_DESCRIPTION OF THE TASK:_
What do the lines say from the one containing "Please place a point on the front" to the end of the records? Restate them word for word, and only those.
──────────────────────────────
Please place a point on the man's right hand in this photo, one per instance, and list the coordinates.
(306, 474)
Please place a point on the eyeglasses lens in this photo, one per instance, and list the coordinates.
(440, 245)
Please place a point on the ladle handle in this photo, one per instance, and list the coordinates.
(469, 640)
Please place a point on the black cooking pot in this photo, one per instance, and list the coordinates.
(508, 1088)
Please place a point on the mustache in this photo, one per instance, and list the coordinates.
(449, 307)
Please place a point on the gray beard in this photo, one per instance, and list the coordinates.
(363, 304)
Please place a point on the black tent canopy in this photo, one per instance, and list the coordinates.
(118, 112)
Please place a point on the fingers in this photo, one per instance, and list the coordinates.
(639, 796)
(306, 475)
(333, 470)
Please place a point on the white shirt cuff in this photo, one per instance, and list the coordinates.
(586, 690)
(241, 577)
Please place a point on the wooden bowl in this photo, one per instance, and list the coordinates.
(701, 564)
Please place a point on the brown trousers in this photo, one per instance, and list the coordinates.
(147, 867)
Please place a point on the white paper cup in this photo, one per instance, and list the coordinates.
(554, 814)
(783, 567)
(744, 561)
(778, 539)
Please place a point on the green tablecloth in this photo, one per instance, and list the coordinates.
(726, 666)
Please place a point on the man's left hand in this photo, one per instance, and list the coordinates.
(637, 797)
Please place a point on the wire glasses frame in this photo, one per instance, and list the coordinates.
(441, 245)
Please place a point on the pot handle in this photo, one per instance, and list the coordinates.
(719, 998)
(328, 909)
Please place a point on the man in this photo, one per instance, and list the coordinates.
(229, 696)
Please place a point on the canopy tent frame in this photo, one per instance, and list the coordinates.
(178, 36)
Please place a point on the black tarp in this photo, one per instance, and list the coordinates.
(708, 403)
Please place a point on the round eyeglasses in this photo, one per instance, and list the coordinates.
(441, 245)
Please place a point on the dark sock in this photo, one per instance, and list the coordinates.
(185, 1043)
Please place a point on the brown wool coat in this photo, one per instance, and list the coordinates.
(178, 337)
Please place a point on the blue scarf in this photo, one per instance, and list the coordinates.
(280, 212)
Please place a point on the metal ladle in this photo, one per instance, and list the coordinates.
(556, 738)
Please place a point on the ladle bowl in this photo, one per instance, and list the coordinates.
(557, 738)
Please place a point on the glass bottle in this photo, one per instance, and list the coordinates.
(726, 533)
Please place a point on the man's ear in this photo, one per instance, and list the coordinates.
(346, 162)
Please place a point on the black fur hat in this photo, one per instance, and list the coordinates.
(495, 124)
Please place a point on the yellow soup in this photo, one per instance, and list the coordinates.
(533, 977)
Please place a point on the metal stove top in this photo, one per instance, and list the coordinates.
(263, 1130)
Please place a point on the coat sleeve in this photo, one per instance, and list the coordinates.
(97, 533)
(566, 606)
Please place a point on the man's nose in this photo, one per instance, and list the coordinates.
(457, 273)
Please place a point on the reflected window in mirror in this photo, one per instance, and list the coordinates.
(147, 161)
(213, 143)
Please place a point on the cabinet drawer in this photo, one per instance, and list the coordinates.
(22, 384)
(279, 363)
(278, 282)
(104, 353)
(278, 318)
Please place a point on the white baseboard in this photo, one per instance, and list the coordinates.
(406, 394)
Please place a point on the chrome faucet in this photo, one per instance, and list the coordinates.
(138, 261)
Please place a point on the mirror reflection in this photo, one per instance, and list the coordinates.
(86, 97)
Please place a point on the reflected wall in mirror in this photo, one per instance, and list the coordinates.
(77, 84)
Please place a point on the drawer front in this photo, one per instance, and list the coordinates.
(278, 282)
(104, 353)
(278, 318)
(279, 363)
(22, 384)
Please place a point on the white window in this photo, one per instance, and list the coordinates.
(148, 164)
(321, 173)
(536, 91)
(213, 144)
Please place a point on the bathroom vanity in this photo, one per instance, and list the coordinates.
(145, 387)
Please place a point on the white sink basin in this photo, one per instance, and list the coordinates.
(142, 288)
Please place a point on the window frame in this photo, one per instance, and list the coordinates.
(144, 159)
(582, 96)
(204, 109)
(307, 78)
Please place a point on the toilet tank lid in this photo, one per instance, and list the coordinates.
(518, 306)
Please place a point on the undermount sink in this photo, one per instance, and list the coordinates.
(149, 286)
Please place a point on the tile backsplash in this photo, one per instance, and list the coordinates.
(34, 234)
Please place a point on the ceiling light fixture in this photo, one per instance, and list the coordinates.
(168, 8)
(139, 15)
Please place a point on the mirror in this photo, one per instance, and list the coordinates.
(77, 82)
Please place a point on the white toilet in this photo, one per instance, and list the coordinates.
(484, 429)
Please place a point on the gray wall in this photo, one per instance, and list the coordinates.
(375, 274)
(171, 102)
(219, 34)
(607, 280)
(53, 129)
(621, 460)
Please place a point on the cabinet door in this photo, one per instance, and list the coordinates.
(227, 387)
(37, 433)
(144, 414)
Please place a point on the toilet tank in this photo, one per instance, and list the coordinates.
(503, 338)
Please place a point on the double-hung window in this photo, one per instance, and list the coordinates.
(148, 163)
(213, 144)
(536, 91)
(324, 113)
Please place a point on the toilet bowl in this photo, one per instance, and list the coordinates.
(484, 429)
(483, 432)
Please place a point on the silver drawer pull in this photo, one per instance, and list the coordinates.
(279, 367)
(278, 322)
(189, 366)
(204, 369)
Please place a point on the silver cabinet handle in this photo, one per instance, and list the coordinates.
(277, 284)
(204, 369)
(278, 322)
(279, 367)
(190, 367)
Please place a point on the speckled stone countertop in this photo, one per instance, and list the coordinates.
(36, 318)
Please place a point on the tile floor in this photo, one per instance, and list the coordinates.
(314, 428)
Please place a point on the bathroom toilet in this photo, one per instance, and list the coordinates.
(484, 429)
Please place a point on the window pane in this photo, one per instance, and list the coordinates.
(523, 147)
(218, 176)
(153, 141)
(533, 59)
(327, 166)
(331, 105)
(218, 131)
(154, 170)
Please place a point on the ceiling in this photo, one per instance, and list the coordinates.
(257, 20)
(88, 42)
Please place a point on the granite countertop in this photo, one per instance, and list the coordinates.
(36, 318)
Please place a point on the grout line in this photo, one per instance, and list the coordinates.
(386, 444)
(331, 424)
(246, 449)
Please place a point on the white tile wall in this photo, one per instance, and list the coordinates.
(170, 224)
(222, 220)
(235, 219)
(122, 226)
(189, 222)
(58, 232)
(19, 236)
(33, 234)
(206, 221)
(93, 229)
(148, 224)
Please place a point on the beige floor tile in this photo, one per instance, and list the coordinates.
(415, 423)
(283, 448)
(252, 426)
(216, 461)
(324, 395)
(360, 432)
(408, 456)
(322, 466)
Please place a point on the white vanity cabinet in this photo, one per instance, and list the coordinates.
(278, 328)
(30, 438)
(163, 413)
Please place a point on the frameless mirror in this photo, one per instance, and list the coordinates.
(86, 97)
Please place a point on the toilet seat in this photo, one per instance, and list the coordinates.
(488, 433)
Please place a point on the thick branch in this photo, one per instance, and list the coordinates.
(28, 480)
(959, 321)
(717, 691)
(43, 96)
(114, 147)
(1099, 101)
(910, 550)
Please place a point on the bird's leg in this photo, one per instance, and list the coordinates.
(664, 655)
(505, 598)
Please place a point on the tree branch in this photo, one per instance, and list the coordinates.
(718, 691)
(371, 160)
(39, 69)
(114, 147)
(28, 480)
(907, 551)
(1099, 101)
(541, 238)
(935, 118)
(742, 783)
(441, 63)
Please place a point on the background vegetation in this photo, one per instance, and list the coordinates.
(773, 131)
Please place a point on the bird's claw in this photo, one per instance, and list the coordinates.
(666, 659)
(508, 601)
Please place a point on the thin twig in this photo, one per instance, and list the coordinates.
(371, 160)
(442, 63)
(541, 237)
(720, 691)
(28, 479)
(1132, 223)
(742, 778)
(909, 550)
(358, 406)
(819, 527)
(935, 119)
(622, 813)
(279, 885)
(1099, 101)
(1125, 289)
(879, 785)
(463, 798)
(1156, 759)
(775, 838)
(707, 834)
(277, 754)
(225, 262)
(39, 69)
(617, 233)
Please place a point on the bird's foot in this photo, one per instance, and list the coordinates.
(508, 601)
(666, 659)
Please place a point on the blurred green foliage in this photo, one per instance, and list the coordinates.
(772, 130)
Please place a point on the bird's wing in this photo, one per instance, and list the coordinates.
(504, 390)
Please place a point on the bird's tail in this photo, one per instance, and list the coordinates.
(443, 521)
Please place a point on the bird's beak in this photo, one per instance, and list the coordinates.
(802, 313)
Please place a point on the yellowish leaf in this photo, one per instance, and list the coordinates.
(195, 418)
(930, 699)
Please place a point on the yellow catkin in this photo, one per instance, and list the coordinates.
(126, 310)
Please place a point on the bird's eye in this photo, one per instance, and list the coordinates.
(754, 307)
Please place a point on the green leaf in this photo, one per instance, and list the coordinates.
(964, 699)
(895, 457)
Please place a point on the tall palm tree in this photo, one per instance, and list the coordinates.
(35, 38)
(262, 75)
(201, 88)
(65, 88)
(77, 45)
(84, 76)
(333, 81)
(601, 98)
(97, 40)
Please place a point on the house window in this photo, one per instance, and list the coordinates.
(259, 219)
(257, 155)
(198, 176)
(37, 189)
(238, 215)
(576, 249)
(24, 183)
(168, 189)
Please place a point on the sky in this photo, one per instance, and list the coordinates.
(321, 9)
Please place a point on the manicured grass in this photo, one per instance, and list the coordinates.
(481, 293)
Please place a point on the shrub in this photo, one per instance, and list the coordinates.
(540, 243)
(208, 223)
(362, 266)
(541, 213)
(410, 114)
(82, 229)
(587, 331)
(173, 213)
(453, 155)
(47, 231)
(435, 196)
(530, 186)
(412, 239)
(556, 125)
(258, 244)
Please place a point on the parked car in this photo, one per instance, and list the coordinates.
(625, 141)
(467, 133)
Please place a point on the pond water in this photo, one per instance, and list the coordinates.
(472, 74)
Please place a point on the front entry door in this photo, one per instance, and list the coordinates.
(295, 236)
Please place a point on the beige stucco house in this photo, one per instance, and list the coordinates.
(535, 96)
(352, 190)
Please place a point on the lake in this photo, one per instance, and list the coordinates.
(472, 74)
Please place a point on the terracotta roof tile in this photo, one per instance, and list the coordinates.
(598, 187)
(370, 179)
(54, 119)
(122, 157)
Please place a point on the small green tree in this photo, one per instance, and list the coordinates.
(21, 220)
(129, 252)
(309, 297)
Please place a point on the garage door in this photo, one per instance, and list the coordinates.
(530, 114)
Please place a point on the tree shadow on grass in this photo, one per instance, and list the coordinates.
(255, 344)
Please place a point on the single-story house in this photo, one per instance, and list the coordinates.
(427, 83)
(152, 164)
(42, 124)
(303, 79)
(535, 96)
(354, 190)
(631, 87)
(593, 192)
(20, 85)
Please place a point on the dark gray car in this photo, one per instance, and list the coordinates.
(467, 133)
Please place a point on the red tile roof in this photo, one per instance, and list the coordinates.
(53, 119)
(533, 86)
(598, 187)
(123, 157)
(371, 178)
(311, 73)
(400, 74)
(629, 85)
──────────────────────────────
_TASK RESPONSE:_
Please place a point on the front entry door in this photo, one per instance, and list the coordinates.
(295, 236)
Please place a point on the beige stucco house in this photo, one per instance, and list the coordinates.
(535, 96)
(352, 190)
Please place a point on the lake in this photo, one per instance, and list the coordinates.
(472, 74)
Please place a point on the terracotta roof tile in this photo, one per instance, and list the coordinates.
(598, 187)
(370, 179)
(54, 119)
(122, 157)
Please place a point on the small green tree in this photo, one per instance, and list the coordinates.
(21, 220)
(129, 252)
(309, 297)
Please place a point on the garage door in this photo, one per instance, and list the coordinates.
(530, 114)
Please place a point on the tree shadow on grass in this photo, one per instance, and list the coordinates.
(255, 344)
Please place a point on the single-story house in this photo, one per instance, and list the coordinates.
(427, 83)
(152, 164)
(42, 124)
(303, 79)
(535, 96)
(354, 190)
(631, 87)
(593, 192)
(20, 85)
Please place a point on the dark gray car in this photo, one per instance, and list the coordinates.
(467, 133)
Please place a point on the red tile roof in this photo, one per instance, and list the coordinates.
(53, 119)
(533, 86)
(598, 187)
(123, 157)
(371, 178)
(311, 73)
(400, 74)
(629, 85)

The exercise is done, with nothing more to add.